- **Aim of the exercise**
Format the lines below as a Markdown table with the columns "Number" and "Line", leaving out blank lines.

|---|

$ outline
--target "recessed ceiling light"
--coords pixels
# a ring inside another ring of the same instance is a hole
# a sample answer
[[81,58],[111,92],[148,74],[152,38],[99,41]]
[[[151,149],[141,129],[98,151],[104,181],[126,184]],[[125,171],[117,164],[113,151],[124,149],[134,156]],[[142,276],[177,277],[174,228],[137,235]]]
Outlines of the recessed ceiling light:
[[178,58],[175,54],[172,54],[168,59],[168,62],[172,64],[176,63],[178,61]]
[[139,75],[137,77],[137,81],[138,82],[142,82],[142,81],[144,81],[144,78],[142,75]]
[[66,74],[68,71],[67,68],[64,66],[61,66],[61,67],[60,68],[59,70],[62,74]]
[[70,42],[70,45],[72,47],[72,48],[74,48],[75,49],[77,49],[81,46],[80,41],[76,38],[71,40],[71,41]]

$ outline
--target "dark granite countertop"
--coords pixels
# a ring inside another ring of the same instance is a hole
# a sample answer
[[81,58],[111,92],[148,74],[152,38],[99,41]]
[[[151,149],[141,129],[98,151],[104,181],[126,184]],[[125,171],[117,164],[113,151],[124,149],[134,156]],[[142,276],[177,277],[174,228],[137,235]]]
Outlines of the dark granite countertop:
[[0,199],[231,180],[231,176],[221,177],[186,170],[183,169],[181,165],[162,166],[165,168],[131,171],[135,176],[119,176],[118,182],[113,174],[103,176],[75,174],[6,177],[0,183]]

|---|

- **Output**
| Number | Line |
|---|---|
| 1 | $ outline |
| 2 | --target "recessed ceiling light" |
| 3 | --coords pixels |
| 4 | # a ring inside another ring of the same instance is a hole |
| 5 | # a sample answer |
| 6 | [[81,58],[111,92],[148,74],[152,38],[99,41]] |
| 7 | [[[151,149],[141,129],[98,151],[104,181],[126,184]],[[125,171],[117,164],[113,151],[124,149],[134,156]],[[142,276],[177,277],[174,228],[137,235]]] |
| 8 | Outlines of the recessed ceiling light: |
| 9 | [[178,58],[175,54],[172,54],[168,59],[168,62],[172,64],[176,63],[178,61]] |
| 10 | [[139,75],[137,77],[137,81],[138,82],[142,82],[142,81],[144,81],[144,78],[142,75]] |
| 11 | [[66,74],[68,71],[67,68],[64,66],[61,66],[61,67],[60,68],[59,70],[62,74]] |
| 12 | [[70,42],[70,45],[72,47],[72,48],[74,48],[75,49],[77,49],[81,46],[80,41],[76,38],[71,40],[71,41]] |
| 13 | $ outline |
| 14 | --target "dark granite countertop" |
| 15 | --coords pixels |
| 16 | # a ring inside another ring of the same instance is a hole |
| 17 | # a sample answer |
| 18 | [[81,58],[111,92],[148,74],[152,38],[99,41]] |
| 19 | [[[151,149],[141,129],[98,151],[104,181],[126,184]],[[125,171],[117,164],[113,151],[124,149],[134,156]],[[142,276],[177,277],[174,228],[137,235]]] |
| 20 | Outlines of the dark granite countertop: |
| 21 | [[0,199],[231,180],[231,176],[221,177],[186,170],[183,169],[181,165],[162,166],[165,168],[131,171],[135,176],[119,176],[118,182],[113,174],[103,176],[75,174],[6,177],[0,183]] |